▶ [DIRECTION] Your task is to write out the lines from the line containing "Pick out the beetle foot" through the last line of the material, exactly.

################

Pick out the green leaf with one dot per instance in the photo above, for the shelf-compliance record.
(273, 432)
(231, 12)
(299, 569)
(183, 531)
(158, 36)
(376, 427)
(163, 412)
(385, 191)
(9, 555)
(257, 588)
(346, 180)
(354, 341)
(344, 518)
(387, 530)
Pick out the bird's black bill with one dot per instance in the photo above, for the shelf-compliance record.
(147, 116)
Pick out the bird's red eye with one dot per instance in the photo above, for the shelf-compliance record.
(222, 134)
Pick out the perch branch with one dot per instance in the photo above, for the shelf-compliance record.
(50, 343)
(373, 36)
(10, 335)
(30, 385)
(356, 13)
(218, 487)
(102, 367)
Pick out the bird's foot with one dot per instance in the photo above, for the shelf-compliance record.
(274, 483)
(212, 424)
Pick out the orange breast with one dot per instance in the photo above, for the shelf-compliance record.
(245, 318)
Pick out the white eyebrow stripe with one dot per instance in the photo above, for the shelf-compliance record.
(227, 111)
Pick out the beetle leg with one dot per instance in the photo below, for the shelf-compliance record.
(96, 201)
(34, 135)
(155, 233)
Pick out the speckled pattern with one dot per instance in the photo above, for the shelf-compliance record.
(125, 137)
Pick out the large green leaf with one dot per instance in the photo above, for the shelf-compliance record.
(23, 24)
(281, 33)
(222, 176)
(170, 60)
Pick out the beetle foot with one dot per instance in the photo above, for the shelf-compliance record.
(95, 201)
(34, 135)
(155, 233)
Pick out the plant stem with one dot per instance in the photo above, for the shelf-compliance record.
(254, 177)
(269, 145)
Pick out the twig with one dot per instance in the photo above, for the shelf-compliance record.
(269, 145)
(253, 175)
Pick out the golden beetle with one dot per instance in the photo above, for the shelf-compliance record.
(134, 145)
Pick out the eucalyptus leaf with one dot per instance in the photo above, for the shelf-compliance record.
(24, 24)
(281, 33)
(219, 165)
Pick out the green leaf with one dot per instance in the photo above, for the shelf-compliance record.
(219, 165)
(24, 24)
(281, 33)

################

▶ [SOLVED PROBLEM]
Pick out the beetle foot with one dot per instance in the photo above, for the shelf-compliance record.
(95, 201)
(34, 135)
(155, 233)
Pick out the plant stem with one dot per instance in the photo above, for the shelf-compliance record.
(254, 177)
(269, 145)
Pick out the twig with one dot per instance in the photo above, for the shelf-compliance record.
(269, 145)
(253, 175)
Pick out the golden beetle with one dot per instance in the photo above, for the shelf-compliance record.
(134, 145)
Pick out the eucalyptus leaf with one dot per instance in the photo above, for the shelf-compliance record.
(24, 24)
(281, 33)
(219, 165)
Pick out the green leaf with one dot per instance in the photo above, for the shelf-compliance record.
(219, 165)
(24, 24)
(281, 33)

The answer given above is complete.